## WHAT YOU WILL DO
Reproduce the listing below in full, swapping each occurrence of "photograph" for "image" and leaving all other text unchanged. Omit the pictures from your answer.
****
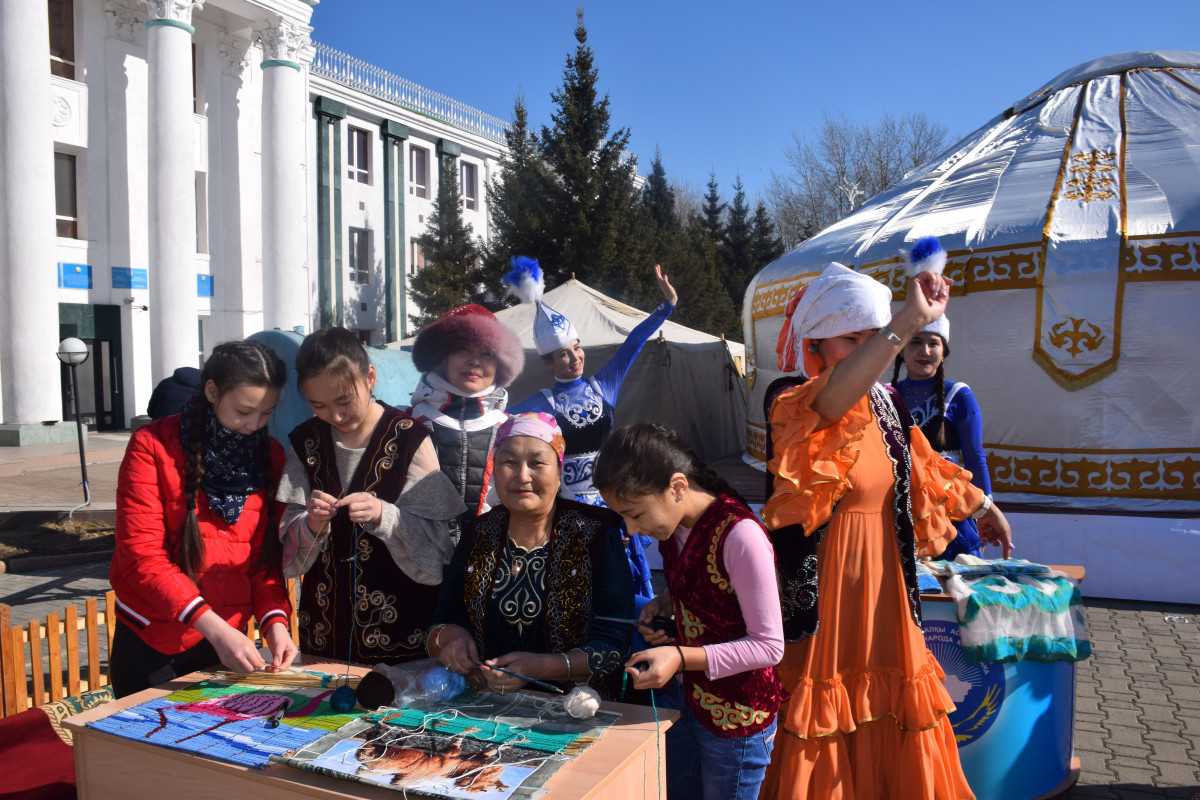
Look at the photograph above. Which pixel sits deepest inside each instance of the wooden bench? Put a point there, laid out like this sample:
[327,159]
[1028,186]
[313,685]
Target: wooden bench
[24,687]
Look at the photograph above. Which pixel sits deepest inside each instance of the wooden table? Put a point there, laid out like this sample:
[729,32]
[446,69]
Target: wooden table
[623,764]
****
## COMPLETE OUTPUT
Look at the image above. Which pixel sits deepest inside each instance of the wooden bench? Put a point there, laid out like this sample:
[327,159]
[1028,186]
[313,685]
Target: wooden bench
[24,687]
Look at the image above. Which pixel sits deepest inside each instance of the wooden table? Put a point there, laid out like this sample:
[729,32]
[446,69]
Target: wooden table
[623,764]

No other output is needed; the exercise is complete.